# Passage given
%%

Here is my snickerdoodle blend:  caraway, cardamom, cinnamon, ginger and vanilla bean eo.


----------



## MaitriBB (Jan 10, 2013)

These are the ones that I plan to use soon, this is based on the minimal EO's I have on hand:

Rosemary-peppermint
Lemon-rose
Lime-spearmint
Rosemary-cinnamon
Rosemary-Spearmint
Lemon-peppermint


----------



## robertw98144 (Jan 10, 2013)

I have the book SoapAddict mentioned:





500 Formulas For Aromatherapy: Mixing Essential Oils for Every Use

I really like it though many of the recipes use 4 or 5 different essential oils, some of which aren't the easiest to find. With that many different EOs, these are what I would consider "complex" blends. :Kitten Love: I checked this book out from the local library before I bought it.


----------



## SoapEssential (Jan 20, 2013)

%%

# Exercise requirements
1/ Answer these questions about the forum thread on essential oil blends:
(a) What ingredients make up the snickerdoodle blend?
(b) What is the title of the book that SoapAddict mentioned?
(c) Where did robertw98144 check out that book before buying it?
2/ Continue the forum thread on essential oil blends from the point at which it stops.
The records are not required for any of the tasks.

# Data lines
%%

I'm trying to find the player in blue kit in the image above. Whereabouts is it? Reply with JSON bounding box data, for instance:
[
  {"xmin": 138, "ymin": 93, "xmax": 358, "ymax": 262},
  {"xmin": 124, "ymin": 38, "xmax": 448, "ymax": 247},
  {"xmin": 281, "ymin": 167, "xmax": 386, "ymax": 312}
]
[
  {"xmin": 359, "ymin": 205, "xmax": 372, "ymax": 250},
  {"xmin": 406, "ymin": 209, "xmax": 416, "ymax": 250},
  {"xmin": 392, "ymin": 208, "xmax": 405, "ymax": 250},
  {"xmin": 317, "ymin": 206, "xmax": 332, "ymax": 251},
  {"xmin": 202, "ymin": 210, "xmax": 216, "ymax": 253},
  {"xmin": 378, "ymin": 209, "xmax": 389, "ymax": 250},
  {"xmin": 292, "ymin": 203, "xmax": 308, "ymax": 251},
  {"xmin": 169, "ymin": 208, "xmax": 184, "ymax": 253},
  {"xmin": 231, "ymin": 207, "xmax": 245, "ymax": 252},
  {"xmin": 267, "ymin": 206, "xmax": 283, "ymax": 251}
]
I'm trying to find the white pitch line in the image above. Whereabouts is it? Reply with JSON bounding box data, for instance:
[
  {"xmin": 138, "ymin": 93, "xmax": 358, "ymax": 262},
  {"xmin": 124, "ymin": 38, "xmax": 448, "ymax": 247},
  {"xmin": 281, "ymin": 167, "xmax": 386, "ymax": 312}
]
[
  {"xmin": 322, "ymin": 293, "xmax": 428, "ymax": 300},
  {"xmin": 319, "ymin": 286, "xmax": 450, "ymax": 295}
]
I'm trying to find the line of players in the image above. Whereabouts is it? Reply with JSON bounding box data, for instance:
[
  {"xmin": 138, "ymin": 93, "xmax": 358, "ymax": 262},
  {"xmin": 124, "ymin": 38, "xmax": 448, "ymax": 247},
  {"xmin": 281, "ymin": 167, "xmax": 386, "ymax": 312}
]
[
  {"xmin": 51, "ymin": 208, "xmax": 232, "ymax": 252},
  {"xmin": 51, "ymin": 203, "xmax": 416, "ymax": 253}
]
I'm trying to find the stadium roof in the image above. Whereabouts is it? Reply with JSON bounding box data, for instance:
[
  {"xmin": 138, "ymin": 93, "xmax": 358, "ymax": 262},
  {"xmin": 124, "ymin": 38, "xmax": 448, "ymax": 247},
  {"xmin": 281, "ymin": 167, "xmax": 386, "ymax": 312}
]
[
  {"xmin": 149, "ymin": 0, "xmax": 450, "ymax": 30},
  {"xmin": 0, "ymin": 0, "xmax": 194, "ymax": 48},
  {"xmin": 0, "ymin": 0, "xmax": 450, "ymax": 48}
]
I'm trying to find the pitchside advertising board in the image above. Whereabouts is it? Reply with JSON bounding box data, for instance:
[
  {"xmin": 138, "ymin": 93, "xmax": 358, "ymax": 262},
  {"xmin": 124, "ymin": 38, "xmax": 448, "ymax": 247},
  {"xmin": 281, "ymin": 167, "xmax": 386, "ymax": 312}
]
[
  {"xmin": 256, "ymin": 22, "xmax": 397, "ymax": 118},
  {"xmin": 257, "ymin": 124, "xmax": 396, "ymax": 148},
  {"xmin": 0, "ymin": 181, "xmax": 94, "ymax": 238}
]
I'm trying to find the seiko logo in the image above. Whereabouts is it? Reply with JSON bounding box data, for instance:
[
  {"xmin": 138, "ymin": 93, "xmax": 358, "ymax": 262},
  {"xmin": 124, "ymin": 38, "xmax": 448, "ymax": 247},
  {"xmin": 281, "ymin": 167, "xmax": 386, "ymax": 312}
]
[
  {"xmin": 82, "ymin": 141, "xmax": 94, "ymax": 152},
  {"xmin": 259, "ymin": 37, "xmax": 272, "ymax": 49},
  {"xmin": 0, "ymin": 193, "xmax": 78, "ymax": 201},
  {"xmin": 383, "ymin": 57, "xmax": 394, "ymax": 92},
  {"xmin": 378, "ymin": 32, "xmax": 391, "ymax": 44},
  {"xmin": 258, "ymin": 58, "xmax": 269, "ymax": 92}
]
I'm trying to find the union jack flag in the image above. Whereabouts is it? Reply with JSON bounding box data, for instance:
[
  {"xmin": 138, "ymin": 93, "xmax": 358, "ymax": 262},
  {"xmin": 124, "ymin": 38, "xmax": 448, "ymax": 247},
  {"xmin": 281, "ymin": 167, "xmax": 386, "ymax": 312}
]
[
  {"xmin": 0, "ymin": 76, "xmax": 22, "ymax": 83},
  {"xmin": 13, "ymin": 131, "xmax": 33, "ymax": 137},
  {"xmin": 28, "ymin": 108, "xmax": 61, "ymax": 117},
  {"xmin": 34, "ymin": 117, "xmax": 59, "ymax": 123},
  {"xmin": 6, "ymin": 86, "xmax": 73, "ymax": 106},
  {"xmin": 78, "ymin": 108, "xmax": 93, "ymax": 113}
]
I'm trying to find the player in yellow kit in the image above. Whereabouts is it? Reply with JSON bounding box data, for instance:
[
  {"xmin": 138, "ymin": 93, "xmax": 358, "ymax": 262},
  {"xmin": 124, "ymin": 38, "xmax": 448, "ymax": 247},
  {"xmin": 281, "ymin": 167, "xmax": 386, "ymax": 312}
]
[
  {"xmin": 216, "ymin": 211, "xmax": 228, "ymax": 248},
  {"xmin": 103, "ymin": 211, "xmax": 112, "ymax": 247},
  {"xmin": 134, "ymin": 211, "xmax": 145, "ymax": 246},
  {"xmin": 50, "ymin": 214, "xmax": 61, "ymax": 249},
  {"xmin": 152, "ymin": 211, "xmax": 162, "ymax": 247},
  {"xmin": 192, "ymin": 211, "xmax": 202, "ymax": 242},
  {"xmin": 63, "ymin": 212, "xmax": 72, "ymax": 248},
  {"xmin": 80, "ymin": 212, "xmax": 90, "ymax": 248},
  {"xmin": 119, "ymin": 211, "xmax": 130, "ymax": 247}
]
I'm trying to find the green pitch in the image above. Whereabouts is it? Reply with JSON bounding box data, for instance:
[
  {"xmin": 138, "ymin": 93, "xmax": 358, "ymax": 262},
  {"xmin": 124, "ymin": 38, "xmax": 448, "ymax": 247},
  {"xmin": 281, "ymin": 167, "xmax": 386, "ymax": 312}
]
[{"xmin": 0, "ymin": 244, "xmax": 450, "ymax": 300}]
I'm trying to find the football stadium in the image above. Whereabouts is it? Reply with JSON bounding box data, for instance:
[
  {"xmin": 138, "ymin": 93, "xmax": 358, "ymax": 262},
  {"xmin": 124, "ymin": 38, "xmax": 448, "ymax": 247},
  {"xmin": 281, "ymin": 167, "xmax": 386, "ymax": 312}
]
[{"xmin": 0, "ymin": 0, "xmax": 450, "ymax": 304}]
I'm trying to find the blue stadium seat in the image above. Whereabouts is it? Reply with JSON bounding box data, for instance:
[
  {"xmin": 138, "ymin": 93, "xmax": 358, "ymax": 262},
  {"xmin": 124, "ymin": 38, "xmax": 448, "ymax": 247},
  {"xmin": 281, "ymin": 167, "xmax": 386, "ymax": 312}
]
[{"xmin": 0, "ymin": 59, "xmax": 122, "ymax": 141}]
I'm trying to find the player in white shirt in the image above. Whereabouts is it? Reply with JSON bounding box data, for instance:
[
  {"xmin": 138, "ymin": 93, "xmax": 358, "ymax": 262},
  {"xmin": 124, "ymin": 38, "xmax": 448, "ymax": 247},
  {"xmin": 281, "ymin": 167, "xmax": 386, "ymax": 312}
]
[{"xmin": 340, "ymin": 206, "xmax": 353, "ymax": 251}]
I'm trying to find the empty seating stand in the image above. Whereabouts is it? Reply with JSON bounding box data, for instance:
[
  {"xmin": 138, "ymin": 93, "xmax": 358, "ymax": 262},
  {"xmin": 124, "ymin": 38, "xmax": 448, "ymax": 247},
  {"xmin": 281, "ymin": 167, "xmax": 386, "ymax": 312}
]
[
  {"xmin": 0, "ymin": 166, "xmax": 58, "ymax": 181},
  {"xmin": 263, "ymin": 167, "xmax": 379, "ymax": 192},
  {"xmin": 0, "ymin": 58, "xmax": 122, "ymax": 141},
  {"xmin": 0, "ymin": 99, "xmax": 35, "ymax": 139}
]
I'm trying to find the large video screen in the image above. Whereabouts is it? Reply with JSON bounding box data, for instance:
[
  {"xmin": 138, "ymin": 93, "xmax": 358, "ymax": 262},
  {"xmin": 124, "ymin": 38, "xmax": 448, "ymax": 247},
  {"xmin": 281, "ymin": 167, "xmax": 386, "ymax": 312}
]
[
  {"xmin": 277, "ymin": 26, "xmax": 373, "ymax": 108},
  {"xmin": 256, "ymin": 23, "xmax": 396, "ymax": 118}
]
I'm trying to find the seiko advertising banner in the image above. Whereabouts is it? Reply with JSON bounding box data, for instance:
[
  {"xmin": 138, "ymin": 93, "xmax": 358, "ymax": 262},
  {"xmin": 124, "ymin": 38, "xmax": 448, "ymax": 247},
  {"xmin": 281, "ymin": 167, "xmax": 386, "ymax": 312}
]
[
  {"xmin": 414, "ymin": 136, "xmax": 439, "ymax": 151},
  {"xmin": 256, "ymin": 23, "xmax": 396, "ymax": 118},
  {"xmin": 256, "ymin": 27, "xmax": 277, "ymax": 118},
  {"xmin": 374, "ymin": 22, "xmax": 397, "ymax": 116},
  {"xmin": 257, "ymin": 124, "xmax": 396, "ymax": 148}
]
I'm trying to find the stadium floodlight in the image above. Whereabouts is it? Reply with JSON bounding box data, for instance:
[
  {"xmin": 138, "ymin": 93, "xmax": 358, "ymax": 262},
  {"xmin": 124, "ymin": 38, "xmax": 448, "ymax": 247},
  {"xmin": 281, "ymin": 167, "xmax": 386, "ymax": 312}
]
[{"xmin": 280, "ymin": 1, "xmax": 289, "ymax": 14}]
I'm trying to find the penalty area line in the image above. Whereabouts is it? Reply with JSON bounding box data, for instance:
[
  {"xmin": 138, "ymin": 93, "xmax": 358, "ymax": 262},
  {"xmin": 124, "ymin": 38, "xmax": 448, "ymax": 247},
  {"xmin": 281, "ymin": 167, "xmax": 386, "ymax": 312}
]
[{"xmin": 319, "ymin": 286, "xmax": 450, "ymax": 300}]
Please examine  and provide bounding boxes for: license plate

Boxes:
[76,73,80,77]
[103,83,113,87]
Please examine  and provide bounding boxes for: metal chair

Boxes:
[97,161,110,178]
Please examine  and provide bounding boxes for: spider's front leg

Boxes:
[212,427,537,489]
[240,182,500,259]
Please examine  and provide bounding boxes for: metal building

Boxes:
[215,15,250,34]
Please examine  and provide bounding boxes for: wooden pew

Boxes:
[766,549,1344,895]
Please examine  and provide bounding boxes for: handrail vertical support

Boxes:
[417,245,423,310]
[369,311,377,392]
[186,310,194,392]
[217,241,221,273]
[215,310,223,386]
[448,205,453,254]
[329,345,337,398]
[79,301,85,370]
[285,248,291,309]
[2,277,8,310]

%%

# Results for each task
1/
(a) Caraway, cardamom, cinnamon, ginger and vanilla bean essential oil.
(b) 500 Formulas For Aromatherapy: Mixing Essential Oils for Every Use.
(c) From the local library.

2/
I have the 500 Formulas for Aromatherapy and like robertw98144 says, many of the combinations use 4 to 6 different EO's.  However, what I have done is sat down with all my EOs in front of me and began blending a formula that the book suggested.  Sometimes I liked the combination of just 2 or 3 and went with that instead of using all that was suggested.  It certainly gives a good starting place and combines scents that I wouldn't have thought of putting together.  It's got little content and a lot of formulations so if that's what you're looking for it may be a good book for you.  I never even thought of checking out a book like that at the library......brilliant!  I read the readers comments on Amazon.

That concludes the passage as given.